EXERCISE: Reproduce only this part of the listing: the line with "Target: riveted metal panel", plus every line after it through the last.
****************************************
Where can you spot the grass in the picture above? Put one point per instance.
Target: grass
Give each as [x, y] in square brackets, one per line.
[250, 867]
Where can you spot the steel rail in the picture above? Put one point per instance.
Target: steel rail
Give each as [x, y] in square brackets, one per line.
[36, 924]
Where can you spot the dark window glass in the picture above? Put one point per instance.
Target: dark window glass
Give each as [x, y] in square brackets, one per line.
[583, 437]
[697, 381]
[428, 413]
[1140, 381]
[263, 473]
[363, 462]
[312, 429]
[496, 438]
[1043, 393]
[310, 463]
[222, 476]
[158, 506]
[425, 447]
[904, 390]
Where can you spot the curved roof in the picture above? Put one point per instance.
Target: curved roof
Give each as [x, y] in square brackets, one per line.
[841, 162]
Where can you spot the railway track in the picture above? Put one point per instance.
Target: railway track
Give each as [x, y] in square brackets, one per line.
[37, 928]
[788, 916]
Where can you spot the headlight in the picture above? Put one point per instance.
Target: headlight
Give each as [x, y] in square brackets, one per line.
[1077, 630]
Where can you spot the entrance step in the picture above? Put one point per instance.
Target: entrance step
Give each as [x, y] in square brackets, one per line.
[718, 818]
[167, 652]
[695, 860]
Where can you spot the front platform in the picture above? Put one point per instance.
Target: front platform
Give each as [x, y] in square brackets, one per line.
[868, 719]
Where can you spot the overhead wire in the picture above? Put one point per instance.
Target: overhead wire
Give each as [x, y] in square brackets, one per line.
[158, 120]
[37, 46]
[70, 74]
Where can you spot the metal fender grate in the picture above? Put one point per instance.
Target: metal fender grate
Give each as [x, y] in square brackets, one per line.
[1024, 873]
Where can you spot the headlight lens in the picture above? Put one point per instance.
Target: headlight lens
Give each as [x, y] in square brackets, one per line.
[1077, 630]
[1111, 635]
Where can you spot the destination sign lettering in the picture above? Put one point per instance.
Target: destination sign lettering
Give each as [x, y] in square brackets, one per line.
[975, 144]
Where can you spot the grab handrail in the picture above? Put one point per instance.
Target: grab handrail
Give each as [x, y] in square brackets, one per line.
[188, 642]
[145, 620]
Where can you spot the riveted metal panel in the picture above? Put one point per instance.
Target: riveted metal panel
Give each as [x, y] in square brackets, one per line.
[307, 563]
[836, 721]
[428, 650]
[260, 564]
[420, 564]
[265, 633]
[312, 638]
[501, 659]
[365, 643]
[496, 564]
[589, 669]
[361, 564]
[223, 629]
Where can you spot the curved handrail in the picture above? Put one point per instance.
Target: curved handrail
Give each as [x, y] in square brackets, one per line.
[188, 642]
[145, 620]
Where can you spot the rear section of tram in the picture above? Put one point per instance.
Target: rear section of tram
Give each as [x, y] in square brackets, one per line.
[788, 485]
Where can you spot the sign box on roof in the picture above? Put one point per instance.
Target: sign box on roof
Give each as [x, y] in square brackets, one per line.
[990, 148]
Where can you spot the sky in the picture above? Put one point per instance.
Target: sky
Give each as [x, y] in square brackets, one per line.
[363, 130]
****************************************
PROBLEM SOLUTION:
Target: riveted metal panel
Give each as [x, y] in square brackets, one per line.
[307, 563]
[836, 721]
[428, 650]
[260, 564]
[420, 564]
[265, 633]
[312, 638]
[501, 659]
[365, 643]
[496, 564]
[589, 669]
[361, 564]
[223, 629]
Where can you spot the curved handrail in the picture above? Put one point per instance.
Target: curved handrail
Give each as [x, y] in square brackets, one per line.
[188, 642]
[145, 620]
Where can you spot the rear section of tram in the picture above? Put one point per instance.
Target: rear section of tram
Give each as [x, y] in square brackets, one per line.
[788, 485]
Where can you spot the sign box on roof in the picture above? Put one point per instance.
Target: sign box on roof
Give each as [x, y] in square brackets, one per line.
[990, 148]
Where can you spot the sky in the picture above? Put one point per instance.
Target: sky
Give each as [x, y] in square brackets, one per line.
[363, 130]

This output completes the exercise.